## Work instructions
Tally the rows below that contain the string "seat". Reply with the number only.

───

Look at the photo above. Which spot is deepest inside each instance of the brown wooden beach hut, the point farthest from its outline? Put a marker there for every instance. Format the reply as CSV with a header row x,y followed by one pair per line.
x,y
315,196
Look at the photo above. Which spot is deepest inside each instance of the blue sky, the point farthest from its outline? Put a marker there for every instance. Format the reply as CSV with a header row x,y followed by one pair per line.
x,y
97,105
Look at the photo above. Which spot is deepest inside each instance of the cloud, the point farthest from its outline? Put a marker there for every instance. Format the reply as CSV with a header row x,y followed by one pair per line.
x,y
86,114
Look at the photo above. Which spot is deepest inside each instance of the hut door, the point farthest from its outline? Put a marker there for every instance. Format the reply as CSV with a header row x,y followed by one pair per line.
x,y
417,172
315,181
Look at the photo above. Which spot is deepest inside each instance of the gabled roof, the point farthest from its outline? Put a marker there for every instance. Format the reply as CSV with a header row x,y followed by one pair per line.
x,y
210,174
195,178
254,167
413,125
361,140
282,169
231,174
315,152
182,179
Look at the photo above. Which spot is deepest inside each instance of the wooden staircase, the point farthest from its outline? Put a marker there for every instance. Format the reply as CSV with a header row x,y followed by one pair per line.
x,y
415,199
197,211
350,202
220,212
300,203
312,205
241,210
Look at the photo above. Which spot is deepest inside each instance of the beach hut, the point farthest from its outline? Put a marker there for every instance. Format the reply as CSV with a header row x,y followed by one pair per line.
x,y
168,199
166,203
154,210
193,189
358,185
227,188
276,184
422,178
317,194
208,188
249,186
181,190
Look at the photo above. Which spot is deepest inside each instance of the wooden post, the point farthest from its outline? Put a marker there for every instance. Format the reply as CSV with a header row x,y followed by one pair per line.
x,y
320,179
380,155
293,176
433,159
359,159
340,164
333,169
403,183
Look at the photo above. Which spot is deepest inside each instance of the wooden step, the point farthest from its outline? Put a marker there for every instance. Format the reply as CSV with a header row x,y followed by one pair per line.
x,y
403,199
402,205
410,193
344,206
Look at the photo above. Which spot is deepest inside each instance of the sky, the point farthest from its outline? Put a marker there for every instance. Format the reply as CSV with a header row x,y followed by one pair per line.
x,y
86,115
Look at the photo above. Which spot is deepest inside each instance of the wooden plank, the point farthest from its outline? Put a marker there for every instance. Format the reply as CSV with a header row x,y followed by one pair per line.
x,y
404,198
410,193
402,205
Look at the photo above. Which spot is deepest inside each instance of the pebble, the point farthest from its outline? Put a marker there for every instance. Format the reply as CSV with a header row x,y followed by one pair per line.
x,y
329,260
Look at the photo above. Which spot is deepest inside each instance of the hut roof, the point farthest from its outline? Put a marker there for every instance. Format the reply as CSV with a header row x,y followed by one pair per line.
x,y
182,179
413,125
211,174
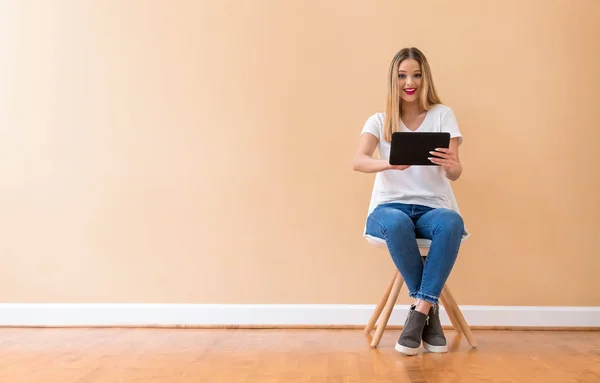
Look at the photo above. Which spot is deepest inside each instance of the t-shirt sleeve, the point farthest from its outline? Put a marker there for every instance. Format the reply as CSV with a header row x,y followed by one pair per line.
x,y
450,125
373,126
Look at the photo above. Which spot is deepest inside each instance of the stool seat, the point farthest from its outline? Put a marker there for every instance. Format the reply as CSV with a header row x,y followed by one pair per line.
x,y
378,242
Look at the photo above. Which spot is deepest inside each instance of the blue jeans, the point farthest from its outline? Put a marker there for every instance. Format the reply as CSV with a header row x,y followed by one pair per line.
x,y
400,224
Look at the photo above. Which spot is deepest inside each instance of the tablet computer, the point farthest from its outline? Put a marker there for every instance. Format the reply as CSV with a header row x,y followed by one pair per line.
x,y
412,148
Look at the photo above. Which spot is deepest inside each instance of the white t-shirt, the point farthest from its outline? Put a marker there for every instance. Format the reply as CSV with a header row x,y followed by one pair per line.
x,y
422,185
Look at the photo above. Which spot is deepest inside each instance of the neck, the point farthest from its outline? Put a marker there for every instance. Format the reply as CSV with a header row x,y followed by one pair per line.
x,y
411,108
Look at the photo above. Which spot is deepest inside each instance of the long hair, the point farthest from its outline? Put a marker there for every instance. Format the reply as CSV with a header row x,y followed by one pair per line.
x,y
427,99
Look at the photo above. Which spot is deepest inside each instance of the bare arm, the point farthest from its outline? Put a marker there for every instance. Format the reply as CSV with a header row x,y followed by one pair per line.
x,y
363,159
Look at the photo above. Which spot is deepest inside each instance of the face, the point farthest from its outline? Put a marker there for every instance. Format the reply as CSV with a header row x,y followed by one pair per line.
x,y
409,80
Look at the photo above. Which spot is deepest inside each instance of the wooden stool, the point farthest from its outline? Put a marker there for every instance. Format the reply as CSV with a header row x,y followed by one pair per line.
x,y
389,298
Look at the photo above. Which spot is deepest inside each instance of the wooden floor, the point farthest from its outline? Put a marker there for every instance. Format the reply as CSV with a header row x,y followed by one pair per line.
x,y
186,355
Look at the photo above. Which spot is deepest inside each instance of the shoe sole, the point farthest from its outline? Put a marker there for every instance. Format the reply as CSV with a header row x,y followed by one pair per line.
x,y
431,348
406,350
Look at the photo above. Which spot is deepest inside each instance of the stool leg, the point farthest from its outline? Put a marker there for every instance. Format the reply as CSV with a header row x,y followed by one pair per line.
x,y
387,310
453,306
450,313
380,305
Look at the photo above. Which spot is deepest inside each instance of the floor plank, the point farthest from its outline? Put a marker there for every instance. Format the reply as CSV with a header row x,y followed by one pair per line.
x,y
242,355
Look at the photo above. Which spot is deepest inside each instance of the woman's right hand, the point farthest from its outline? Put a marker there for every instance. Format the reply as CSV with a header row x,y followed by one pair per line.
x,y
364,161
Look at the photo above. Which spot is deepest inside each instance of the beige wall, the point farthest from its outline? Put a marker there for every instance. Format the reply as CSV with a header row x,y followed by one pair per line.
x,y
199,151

───

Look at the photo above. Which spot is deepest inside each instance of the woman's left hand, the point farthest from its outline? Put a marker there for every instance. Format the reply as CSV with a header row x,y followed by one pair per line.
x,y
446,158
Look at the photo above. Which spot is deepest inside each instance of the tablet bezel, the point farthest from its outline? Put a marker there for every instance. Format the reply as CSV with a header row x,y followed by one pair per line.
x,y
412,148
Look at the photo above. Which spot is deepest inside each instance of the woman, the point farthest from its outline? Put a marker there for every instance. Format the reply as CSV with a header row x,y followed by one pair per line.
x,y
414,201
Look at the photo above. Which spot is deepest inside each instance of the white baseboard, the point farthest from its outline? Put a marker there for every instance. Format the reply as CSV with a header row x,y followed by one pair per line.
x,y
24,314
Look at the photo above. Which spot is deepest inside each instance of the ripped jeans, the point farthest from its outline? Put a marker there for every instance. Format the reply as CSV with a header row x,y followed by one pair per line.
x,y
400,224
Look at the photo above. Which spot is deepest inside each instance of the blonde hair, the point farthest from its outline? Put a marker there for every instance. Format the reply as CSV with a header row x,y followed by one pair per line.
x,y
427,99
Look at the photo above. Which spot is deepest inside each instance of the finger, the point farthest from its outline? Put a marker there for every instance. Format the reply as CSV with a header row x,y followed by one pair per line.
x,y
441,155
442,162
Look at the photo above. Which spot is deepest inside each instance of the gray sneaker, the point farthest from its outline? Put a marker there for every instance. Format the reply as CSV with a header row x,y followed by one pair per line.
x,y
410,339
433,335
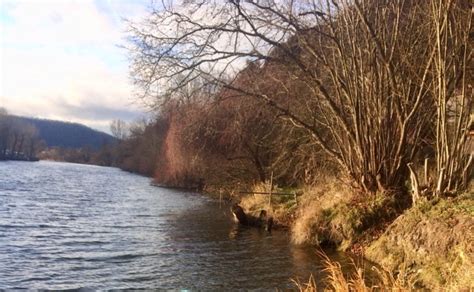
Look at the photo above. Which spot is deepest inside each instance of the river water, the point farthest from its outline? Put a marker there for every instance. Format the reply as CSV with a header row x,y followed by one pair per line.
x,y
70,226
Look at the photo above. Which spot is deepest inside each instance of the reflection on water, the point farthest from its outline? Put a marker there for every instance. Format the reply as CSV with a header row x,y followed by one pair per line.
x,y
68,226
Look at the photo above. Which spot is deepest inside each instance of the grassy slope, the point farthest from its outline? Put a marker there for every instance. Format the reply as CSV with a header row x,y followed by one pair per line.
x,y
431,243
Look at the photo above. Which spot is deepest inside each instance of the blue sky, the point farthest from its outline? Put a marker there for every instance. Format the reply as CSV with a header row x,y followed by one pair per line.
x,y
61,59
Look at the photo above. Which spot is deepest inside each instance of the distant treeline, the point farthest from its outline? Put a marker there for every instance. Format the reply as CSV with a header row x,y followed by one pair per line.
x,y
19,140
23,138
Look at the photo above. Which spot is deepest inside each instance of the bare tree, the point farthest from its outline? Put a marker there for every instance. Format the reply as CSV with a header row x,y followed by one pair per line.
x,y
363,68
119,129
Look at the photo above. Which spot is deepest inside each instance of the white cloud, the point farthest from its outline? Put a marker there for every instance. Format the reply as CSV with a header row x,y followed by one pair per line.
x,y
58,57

───

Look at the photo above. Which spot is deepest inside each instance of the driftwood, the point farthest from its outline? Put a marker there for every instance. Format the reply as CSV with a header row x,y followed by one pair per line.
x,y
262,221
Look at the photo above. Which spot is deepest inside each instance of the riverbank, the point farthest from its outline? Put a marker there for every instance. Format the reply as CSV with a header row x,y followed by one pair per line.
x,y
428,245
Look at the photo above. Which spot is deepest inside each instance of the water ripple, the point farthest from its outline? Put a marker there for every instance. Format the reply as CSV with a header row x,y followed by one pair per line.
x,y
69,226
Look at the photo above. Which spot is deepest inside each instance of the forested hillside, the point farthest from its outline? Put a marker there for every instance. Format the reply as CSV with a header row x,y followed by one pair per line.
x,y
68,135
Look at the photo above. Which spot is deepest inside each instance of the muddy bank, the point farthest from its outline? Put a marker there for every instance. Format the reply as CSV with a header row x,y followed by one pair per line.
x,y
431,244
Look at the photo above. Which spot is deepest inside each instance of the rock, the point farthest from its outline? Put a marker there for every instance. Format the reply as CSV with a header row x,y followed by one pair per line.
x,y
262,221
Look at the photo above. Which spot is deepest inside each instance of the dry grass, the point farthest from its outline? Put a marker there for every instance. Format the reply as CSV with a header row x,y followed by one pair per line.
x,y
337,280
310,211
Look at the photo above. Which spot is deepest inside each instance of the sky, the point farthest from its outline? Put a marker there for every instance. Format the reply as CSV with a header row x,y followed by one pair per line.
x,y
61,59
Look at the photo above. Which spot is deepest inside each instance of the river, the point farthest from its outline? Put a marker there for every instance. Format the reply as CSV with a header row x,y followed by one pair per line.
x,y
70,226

───

## Answer in full
1